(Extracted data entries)
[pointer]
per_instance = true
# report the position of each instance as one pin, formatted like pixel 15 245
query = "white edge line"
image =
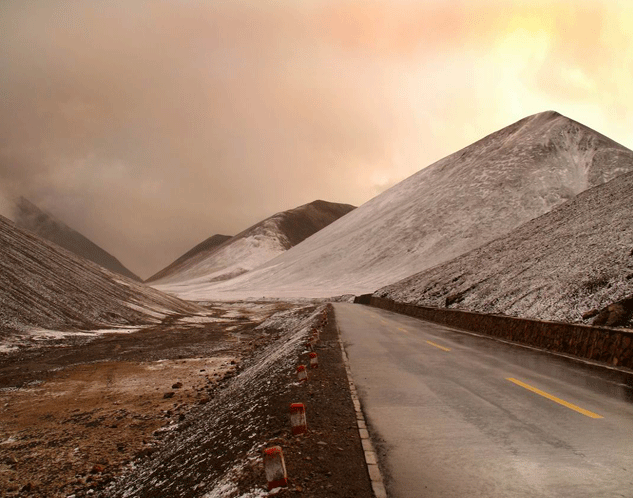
pixel 371 459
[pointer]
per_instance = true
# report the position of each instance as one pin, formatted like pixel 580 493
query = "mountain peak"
pixel 454 205
pixel 30 217
pixel 253 246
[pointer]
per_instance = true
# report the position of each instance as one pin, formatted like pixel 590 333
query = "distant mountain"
pixel 206 246
pixel 252 247
pixel 560 266
pixel 28 216
pixel 447 209
pixel 44 285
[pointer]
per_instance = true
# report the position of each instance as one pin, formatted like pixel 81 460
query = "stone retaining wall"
pixel 613 346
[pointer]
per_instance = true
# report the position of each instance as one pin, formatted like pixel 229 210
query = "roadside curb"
pixel 371 458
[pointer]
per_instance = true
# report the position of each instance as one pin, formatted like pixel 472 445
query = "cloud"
pixel 149 126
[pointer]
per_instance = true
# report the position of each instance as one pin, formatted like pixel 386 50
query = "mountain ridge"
pixel 444 210
pixel 47 286
pixel 254 245
pixel 30 217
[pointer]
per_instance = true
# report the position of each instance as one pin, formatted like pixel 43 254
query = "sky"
pixel 149 126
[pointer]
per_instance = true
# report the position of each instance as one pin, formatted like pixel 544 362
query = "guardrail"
pixel 609 345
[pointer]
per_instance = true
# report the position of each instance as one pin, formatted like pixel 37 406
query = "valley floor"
pixel 89 416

What you should do:
Your answer must be an exact copy of the records, without the pictures.

Problem solution:
[pointer]
per_instance = true
# report the position of each instance as one pin, formatted like pixel 15 245
query = "white edge line"
image =
pixel 371 459
[pointer]
per_instance = true
# report the position of each instance as one pin, formatted like pixel 580 493
query = "mountain peak"
pixel 454 205
pixel 30 217
pixel 253 246
[pointer]
per_instance = true
# report the position of each instance as one pin, formatted like pixel 590 333
query = "distant mountain"
pixel 206 246
pixel 252 247
pixel 560 266
pixel 28 216
pixel 447 209
pixel 44 285
[pointer]
per_instance = true
# report the position of each instance as one pin, formatted like pixel 81 460
query = "stone retaining wall"
pixel 613 346
[pointer]
per_instance = true
# report the position of each instance as one pin, formatted like pixel 229 210
query = "roadside curb"
pixel 371 458
[pointer]
per_instance = true
# report the position of each instance as one pin, formatted like pixel 472 445
query = "cloud"
pixel 149 126
[pointer]
per_instance = true
# report the position of each instance as one pin, formatted like pixel 386 50
query = "mountain ridge"
pixel 444 210
pixel 47 286
pixel 254 245
pixel 30 217
[pointer]
per_instance = true
# report the position of each instance as one pin, formatted like pixel 43 254
query = "sky"
pixel 149 126
[pointer]
per_instance = true
# report the position of each instance as one pin, formatted like pixel 544 362
query = "guardrail"
pixel 609 345
[pointer]
per_instance = true
# report the position of each instance as one pin, formatted like pixel 37 406
query = "valley floor"
pixel 89 416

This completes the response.